- **Problem to solve**
Reproduce verbatim the lines below, from the line containing "like [5, 421]." through the end of the records, including both the first and the last line.

- **Information given**
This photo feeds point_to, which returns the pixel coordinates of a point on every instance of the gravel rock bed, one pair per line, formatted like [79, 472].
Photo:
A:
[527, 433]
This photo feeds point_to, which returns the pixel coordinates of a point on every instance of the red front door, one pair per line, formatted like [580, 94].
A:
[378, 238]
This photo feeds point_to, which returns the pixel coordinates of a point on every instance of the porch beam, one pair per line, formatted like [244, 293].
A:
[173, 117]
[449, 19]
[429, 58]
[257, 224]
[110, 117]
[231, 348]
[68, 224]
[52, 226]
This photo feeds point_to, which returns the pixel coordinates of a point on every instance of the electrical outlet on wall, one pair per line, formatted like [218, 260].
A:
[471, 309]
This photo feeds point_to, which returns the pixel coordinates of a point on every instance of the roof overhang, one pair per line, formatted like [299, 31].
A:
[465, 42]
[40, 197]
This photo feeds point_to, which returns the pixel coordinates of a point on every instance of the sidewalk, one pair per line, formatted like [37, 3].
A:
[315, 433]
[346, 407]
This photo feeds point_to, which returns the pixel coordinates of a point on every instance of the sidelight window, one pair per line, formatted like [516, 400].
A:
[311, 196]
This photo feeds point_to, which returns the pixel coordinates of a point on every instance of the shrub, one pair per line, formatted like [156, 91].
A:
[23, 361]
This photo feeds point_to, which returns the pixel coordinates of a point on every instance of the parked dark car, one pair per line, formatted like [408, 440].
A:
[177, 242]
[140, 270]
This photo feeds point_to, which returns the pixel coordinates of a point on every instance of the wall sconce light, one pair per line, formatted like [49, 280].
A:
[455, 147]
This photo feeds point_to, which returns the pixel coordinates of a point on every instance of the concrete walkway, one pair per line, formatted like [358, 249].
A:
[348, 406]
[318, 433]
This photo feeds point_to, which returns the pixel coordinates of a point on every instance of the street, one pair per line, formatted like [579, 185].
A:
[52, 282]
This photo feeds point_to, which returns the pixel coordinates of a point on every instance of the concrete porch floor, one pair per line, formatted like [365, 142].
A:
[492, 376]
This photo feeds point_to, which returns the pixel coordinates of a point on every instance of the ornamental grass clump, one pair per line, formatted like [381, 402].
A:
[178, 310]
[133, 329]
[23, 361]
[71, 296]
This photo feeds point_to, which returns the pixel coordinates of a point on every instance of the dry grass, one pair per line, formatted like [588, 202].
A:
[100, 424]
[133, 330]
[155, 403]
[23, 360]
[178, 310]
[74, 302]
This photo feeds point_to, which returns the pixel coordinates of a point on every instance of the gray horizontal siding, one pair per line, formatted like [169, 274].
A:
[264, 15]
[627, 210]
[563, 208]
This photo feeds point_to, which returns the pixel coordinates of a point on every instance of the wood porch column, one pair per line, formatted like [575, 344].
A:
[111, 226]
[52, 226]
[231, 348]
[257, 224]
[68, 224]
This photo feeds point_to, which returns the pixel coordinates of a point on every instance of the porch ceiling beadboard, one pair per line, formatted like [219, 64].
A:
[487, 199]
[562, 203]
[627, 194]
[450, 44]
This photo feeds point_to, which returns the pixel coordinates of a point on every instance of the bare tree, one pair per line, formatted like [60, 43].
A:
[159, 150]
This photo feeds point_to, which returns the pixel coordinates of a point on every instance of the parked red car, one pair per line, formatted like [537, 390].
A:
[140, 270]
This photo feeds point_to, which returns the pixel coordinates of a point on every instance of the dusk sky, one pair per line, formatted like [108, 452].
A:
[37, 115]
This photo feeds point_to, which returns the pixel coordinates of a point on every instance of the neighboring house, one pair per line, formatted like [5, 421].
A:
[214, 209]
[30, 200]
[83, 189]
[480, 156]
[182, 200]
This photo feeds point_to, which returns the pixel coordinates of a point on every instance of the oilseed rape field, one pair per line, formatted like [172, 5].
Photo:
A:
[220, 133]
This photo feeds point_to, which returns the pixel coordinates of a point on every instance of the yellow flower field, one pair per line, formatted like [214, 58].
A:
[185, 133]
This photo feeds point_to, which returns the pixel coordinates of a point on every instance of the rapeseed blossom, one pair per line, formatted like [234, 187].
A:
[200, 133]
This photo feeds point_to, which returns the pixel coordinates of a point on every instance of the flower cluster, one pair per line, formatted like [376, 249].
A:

- **Task result**
This photo feeds point_to, which returns the pixel coordinates of a point on every instance of the neighboring house, one pair per line, formatted like [5, 421].
A:
[214, 209]
[30, 200]
[83, 189]
[480, 156]
[182, 200]
This photo feeds point_to, which returns the pixel coordinates of a point on every instance of the oilseed rape field, one pair per line, formatted like [172, 5].
Photo:
A:
[220, 133]
This photo feeds point_to, which returns the pixel coordinates of a point on every instance of the yellow flower field, one pair per line, formatted like [214, 58].
A:
[185, 133]
This photo feeds point_to, which returns the pixel coordinates of a point on every instance of the rapeseed blossom, one pair per line, formatted like [234, 187].
A:
[200, 133]
This photo feeds point_to, which returns the pixel coordinates of a point on every instance of the flower cluster, one pair per line, formatted like [376, 249].
A:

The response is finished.